_Your goal_. Rewrite the entries below, putting "door frame" in place of each "window frame" and keeping every other word the same. Leave out the pictures.

** BEGIN **

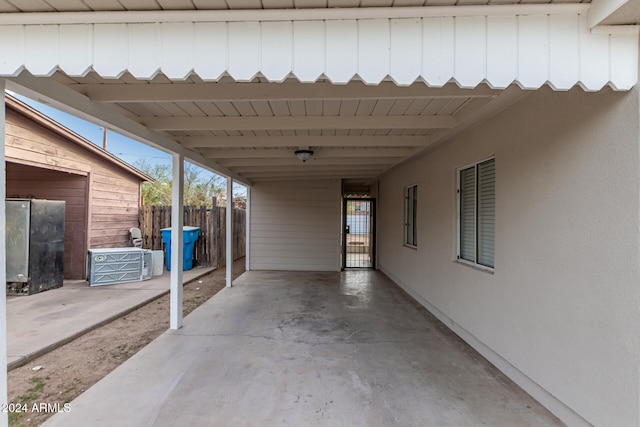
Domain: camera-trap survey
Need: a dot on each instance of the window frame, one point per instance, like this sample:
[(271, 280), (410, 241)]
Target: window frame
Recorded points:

** END **

_Final result_.
Domain: camera-trap survey
Need: a dot on each instance of the door frame, one point per instance, like this sample:
[(271, 280), (410, 241)]
Target: door frame
Recorded points:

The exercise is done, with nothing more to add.